╭─ DATA LISTING

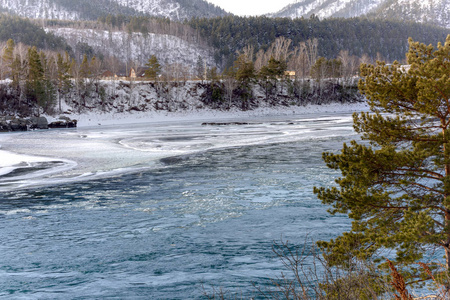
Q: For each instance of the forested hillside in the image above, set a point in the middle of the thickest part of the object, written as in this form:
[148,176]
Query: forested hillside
[376,38]
[24,31]
[436,12]
[93,9]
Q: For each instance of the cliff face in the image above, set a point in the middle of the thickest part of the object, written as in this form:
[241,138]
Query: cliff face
[108,96]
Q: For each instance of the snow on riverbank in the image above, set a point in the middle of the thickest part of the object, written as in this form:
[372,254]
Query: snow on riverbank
[99,119]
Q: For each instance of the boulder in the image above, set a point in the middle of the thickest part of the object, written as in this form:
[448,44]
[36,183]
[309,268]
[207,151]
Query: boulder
[39,123]
[18,125]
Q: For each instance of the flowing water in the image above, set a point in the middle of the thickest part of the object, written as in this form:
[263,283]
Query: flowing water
[156,211]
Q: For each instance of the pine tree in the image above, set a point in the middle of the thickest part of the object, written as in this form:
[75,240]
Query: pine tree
[63,76]
[8,56]
[200,68]
[396,188]
[154,68]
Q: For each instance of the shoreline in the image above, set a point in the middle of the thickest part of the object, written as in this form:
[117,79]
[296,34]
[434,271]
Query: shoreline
[111,119]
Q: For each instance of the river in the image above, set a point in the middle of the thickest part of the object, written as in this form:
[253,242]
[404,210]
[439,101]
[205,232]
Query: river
[162,210]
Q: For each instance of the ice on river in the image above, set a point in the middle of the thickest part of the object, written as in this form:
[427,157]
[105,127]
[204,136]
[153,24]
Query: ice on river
[52,157]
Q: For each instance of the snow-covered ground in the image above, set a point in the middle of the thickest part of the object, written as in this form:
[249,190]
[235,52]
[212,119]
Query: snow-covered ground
[204,115]
[136,47]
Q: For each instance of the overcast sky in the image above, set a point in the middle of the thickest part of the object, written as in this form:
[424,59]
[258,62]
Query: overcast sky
[251,7]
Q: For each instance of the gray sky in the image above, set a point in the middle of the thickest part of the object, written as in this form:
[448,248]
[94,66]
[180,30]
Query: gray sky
[251,7]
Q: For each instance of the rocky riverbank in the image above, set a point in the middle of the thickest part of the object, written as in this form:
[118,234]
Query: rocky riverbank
[8,124]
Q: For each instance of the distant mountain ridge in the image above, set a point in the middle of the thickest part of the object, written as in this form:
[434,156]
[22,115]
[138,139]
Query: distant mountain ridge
[92,9]
[433,12]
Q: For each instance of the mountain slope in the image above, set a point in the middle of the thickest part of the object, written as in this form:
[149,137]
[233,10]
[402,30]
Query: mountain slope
[328,8]
[93,9]
[433,12]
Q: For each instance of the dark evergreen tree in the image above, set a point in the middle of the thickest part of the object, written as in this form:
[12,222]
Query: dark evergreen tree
[396,187]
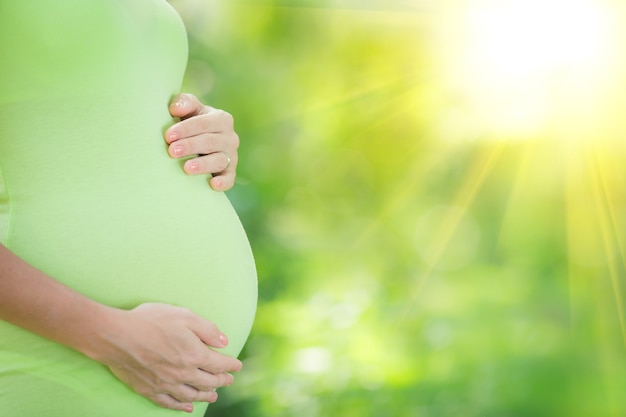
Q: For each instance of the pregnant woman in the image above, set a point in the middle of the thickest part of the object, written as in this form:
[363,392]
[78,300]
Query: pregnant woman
[120,276]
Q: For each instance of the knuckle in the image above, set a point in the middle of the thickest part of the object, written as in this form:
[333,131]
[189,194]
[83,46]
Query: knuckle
[236,140]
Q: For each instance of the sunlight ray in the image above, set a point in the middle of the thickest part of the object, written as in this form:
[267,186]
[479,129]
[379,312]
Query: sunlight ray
[607,230]
[480,170]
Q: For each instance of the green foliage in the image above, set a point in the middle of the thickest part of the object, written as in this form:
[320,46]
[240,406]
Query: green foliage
[403,273]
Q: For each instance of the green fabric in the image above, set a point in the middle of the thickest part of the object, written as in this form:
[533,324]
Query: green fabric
[90,196]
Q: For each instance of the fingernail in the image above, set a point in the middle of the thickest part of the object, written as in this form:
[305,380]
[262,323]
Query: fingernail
[217,183]
[173,135]
[178,150]
[192,166]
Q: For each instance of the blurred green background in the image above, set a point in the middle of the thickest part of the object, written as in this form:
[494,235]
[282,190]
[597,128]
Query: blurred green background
[435,195]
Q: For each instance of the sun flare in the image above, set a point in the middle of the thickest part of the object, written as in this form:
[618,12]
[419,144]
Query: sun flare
[522,66]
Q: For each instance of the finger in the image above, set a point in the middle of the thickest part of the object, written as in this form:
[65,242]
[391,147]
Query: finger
[209,381]
[213,163]
[202,144]
[167,401]
[189,394]
[223,181]
[213,121]
[220,365]
[186,105]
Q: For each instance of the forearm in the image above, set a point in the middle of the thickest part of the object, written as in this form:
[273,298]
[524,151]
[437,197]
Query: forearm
[38,303]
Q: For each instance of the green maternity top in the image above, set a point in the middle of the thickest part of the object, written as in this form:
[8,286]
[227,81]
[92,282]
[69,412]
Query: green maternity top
[89,195]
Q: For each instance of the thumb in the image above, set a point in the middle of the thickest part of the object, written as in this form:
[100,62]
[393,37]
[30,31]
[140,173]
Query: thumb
[185,105]
[208,333]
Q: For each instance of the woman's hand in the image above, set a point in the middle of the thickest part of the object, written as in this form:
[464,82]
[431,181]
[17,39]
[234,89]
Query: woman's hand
[206,133]
[163,353]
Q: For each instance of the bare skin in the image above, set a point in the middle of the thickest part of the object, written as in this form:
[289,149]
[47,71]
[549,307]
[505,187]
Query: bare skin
[163,352]
[208,134]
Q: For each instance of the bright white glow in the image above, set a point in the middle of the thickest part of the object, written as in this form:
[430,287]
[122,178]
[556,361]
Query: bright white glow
[519,38]
[519,64]
[313,360]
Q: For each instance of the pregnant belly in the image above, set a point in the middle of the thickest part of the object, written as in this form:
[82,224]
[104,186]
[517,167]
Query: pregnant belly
[153,236]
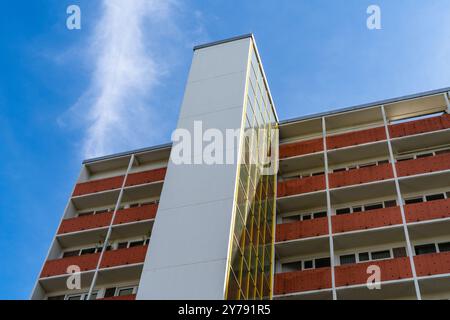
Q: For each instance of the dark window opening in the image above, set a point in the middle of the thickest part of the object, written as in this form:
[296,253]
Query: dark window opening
[343,211]
[348,259]
[379,255]
[399,252]
[425,249]
[435,197]
[323,263]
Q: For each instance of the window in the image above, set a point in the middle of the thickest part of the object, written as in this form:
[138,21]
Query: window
[435,197]
[444,247]
[364,256]
[87,251]
[323,263]
[379,255]
[122,245]
[125,292]
[291,219]
[320,215]
[413,200]
[110,292]
[399,252]
[425,249]
[343,211]
[71,253]
[390,203]
[136,243]
[373,207]
[308,264]
[291,266]
[84,214]
[348,259]
[425,155]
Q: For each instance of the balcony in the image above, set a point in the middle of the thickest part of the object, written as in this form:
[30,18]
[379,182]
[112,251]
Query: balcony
[85,223]
[356,138]
[366,220]
[301,229]
[123,257]
[59,266]
[129,297]
[145,177]
[420,126]
[98,186]
[142,213]
[302,281]
[355,274]
[431,210]
[359,176]
[300,186]
[113,183]
[301,148]
[424,165]
[432,264]
[146,212]
[89,261]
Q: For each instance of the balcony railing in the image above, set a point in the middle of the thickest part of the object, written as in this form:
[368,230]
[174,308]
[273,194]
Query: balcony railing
[424,165]
[366,220]
[150,176]
[354,274]
[432,264]
[146,212]
[430,210]
[123,257]
[301,281]
[129,297]
[301,185]
[358,176]
[59,266]
[133,179]
[88,262]
[301,229]
[420,126]
[98,186]
[85,223]
[301,148]
[356,138]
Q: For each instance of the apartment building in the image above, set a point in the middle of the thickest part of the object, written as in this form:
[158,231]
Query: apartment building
[360,189]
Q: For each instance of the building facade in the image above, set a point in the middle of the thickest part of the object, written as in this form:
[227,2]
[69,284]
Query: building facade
[357,193]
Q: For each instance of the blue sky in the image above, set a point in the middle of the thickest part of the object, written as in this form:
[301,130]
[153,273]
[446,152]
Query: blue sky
[318,55]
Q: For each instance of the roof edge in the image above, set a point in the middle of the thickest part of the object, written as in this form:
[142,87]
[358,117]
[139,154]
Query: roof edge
[214,43]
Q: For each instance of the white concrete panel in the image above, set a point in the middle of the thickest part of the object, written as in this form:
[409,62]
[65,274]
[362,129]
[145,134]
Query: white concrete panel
[212,95]
[219,60]
[203,281]
[204,243]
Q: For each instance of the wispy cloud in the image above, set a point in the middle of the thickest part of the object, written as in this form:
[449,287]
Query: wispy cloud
[115,108]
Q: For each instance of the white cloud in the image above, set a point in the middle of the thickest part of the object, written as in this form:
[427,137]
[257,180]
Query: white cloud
[115,107]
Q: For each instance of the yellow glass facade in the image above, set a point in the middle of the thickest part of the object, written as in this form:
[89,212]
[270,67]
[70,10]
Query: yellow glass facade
[252,248]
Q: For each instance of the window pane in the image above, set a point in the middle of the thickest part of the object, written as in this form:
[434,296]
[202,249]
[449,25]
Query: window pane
[381,255]
[444,247]
[425,249]
[435,197]
[323,263]
[364,256]
[348,259]
[399,252]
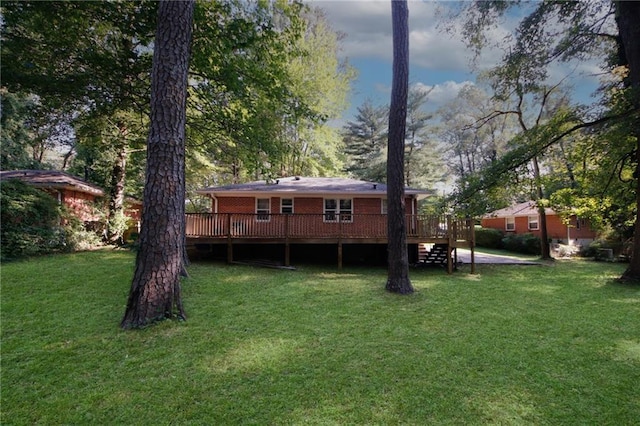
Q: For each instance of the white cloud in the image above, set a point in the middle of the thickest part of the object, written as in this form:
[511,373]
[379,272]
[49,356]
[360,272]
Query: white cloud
[440,94]
[367,26]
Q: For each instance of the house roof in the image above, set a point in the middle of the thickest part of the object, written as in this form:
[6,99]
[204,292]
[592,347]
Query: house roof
[528,208]
[307,186]
[52,179]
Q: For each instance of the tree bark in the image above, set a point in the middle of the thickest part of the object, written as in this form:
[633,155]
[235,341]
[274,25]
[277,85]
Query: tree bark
[545,251]
[398,268]
[155,289]
[627,18]
[116,196]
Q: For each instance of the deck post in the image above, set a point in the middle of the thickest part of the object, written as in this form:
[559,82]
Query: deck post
[229,240]
[471,237]
[339,243]
[287,249]
[450,232]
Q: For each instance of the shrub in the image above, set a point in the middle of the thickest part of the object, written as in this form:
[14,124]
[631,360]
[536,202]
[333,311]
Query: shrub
[489,238]
[31,221]
[522,243]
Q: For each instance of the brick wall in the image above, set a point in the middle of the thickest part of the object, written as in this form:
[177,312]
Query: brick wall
[81,204]
[555,228]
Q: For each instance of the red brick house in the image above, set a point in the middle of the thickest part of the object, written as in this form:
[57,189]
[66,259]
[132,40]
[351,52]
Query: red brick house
[305,213]
[524,218]
[78,195]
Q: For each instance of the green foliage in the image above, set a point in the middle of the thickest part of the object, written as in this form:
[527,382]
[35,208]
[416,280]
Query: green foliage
[34,224]
[511,345]
[365,143]
[31,221]
[489,238]
[522,243]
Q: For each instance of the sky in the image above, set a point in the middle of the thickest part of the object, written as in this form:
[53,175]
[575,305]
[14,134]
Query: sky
[437,59]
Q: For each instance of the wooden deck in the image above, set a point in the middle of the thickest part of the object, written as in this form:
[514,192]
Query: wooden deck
[239,228]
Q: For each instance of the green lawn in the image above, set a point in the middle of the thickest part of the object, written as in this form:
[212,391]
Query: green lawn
[552,344]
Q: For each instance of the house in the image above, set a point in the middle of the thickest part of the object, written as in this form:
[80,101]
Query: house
[78,195]
[525,218]
[295,216]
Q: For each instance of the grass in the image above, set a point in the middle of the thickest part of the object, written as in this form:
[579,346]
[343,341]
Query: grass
[552,344]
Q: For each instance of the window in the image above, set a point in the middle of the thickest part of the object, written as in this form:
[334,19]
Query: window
[335,207]
[263,208]
[510,224]
[286,205]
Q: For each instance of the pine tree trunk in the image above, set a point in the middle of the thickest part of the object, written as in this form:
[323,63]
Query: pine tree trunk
[627,18]
[116,197]
[155,289]
[545,252]
[398,268]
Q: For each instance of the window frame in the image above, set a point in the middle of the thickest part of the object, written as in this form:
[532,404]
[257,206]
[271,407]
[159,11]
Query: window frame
[262,214]
[282,206]
[510,220]
[338,212]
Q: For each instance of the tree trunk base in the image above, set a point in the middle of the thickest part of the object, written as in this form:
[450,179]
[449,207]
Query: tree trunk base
[399,286]
[628,277]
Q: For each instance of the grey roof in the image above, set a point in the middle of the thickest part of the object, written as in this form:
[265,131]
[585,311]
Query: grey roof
[528,208]
[52,179]
[309,186]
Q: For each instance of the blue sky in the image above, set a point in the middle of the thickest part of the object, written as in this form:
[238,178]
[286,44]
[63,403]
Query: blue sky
[438,60]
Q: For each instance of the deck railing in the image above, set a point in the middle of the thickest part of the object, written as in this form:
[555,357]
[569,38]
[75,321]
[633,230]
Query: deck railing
[317,226]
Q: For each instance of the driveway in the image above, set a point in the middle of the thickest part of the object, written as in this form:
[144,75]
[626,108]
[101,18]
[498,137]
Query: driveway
[464,256]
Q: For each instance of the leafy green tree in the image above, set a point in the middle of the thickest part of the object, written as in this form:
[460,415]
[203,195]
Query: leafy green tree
[14,135]
[85,61]
[365,142]
[423,164]
[31,221]
[580,32]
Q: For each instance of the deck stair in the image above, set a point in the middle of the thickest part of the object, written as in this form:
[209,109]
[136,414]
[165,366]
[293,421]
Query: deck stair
[433,254]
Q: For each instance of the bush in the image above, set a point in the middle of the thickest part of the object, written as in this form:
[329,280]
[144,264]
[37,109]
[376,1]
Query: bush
[33,223]
[522,243]
[489,238]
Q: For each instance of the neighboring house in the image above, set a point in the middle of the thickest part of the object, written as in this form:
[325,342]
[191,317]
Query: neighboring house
[525,218]
[342,214]
[78,195]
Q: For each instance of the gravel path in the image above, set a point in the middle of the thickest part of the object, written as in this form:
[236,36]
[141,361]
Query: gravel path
[464,256]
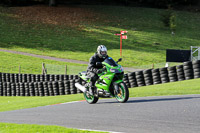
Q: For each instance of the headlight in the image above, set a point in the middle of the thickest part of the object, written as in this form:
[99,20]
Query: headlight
[114,70]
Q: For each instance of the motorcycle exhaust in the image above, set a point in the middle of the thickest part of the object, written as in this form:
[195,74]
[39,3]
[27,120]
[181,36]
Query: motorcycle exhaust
[80,87]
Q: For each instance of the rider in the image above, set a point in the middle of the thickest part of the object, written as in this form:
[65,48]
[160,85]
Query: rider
[92,69]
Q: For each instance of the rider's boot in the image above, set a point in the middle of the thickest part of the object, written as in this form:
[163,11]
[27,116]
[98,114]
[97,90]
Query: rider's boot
[91,90]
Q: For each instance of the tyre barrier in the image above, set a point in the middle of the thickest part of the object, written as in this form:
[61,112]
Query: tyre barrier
[15,78]
[188,70]
[53,85]
[38,88]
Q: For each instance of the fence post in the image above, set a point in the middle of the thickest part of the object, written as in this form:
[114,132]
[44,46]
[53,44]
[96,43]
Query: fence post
[65,69]
[19,69]
[153,66]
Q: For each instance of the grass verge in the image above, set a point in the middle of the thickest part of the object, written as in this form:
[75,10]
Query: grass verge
[32,128]
[10,64]
[147,39]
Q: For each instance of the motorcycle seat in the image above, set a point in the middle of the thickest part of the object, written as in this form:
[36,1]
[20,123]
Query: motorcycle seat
[83,73]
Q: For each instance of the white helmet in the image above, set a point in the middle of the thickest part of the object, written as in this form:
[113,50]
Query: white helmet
[102,51]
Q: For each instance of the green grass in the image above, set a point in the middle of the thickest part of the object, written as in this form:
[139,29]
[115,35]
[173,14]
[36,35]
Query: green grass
[24,128]
[10,64]
[147,39]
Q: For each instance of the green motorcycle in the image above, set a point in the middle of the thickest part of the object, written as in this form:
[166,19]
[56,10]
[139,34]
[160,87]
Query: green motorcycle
[109,84]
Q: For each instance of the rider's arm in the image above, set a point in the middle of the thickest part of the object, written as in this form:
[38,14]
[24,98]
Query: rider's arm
[92,65]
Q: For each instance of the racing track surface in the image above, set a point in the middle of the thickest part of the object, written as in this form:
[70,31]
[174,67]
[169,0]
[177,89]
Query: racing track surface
[167,114]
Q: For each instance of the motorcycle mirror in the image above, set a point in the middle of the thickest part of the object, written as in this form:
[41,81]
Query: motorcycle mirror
[120,59]
[98,64]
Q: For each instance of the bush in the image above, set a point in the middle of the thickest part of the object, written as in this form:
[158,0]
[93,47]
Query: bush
[169,20]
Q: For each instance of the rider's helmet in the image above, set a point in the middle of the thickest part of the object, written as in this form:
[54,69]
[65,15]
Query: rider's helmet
[102,51]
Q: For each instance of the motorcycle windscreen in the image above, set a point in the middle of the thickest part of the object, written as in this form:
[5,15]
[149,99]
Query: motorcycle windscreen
[110,61]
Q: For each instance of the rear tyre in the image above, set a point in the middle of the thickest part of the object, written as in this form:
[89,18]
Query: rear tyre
[123,96]
[90,99]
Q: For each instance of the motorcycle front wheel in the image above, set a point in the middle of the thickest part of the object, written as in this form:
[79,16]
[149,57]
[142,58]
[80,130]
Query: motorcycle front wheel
[123,94]
[90,99]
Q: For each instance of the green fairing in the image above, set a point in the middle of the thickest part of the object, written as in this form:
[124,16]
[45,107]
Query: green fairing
[110,81]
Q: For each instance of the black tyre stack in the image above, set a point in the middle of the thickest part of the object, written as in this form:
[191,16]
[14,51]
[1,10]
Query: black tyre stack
[12,78]
[13,89]
[148,78]
[172,74]
[73,89]
[50,86]
[164,75]
[40,88]
[132,80]
[196,68]
[17,89]
[26,86]
[7,77]
[46,89]
[8,89]
[55,88]
[188,70]
[1,88]
[140,78]
[61,88]
[22,89]
[180,72]
[67,87]
[156,76]
[31,89]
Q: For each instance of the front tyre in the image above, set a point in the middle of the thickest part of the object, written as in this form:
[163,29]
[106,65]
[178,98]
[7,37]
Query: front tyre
[90,99]
[123,93]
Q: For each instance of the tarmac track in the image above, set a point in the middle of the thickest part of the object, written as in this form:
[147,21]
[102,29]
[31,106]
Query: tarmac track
[166,114]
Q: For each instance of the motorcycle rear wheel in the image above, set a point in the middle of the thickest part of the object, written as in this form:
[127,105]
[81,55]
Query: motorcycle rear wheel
[123,96]
[90,99]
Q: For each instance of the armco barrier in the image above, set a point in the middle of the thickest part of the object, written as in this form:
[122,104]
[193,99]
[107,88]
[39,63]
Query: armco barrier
[53,85]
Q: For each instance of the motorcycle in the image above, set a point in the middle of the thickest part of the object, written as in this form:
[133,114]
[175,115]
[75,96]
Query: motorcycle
[109,84]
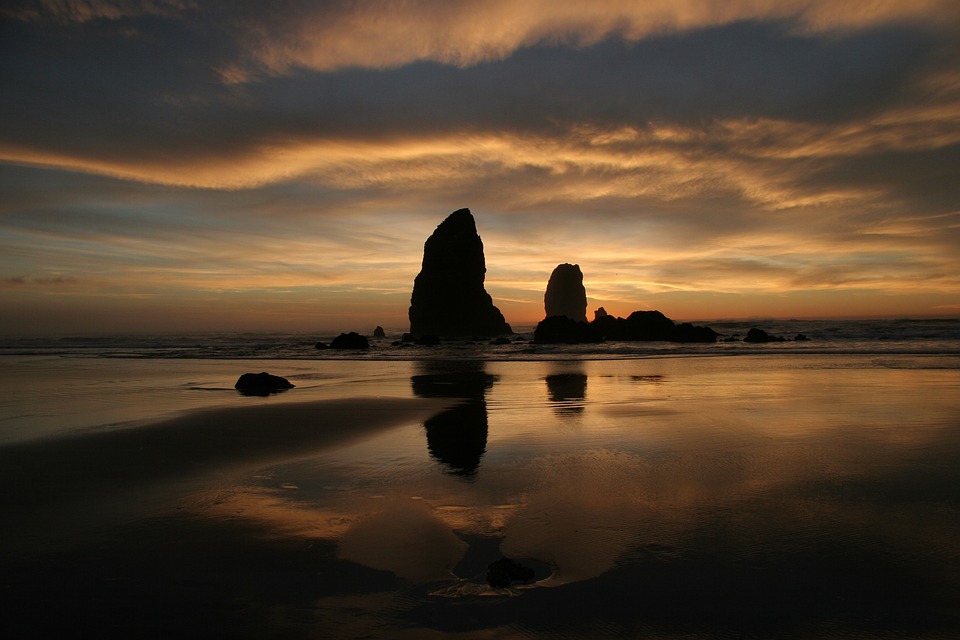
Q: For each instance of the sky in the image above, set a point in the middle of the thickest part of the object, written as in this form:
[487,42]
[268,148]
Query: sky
[231,165]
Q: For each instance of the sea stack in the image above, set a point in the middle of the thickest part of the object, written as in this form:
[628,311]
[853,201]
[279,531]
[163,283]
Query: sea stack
[565,295]
[448,295]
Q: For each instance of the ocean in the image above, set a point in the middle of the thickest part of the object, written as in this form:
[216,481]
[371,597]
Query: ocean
[893,336]
[802,489]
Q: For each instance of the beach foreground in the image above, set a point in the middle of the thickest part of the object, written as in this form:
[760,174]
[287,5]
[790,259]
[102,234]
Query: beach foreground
[755,496]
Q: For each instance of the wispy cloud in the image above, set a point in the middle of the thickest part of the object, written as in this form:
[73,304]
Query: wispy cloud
[305,150]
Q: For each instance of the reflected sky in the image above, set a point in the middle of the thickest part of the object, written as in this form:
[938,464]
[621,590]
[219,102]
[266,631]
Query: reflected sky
[844,479]
[746,496]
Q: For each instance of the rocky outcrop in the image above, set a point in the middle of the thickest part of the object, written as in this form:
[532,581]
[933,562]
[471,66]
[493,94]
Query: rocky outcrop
[639,326]
[563,330]
[261,384]
[504,572]
[448,297]
[760,336]
[565,294]
[352,340]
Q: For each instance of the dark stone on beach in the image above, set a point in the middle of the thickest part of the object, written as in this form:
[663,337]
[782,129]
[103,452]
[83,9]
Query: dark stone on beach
[565,294]
[564,330]
[504,572]
[643,326]
[261,384]
[448,297]
[760,336]
[352,340]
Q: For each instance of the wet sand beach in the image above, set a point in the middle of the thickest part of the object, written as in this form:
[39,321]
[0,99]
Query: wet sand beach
[760,497]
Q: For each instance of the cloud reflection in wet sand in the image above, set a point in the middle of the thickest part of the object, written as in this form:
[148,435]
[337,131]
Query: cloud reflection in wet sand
[727,501]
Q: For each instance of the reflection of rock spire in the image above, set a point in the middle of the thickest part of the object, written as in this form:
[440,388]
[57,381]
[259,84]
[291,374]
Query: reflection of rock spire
[568,390]
[457,437]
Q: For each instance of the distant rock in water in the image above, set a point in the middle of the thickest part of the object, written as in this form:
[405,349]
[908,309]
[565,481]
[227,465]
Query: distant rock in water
[565,294]
[352,340]
[639,326]
[448,295]
[261,384]
[564,330]
[761,336]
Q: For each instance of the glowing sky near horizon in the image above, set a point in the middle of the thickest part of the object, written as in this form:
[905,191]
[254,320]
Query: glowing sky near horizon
[185,165]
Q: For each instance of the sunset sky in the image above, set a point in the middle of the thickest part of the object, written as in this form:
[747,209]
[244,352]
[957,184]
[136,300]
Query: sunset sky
[193,165]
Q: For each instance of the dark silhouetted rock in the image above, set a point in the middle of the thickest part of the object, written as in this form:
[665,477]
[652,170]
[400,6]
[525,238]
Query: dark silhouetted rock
[448,296]
[563,330]
[650,326]
[352,340]
[687,332]
[761,336]
[504,572]
[261,384]
[565,294]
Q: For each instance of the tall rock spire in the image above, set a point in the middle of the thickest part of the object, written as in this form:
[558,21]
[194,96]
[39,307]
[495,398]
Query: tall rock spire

╰─

• _TASK DETAILS_: Output only the lines from the one holding "Q: For each instance of the dark silhouetted" through the last line above, exactly as they appear.

• _SOLUTION FOR THIS EXERCISE_:
Q: For each instance of the dark silhouetted rock in the image above, set a point in the middle of the thickest part of the object, written as in this form:
[665,477]
[652,170]
[400,6]
[525,238]
Query: dark silhouetted rock
[448,296]
[563,330]
[650,326]
[352,340]
[687,332]
[761,336]
[504,572]
[261,384]
[565,294]
Q: For each instance of the tall rock spire in the image above, set a point in the middle of the thickest part of the object, written as in this form:
[558,21]
[194,96]
[39,307]
[495,398]
Query: tall rock spire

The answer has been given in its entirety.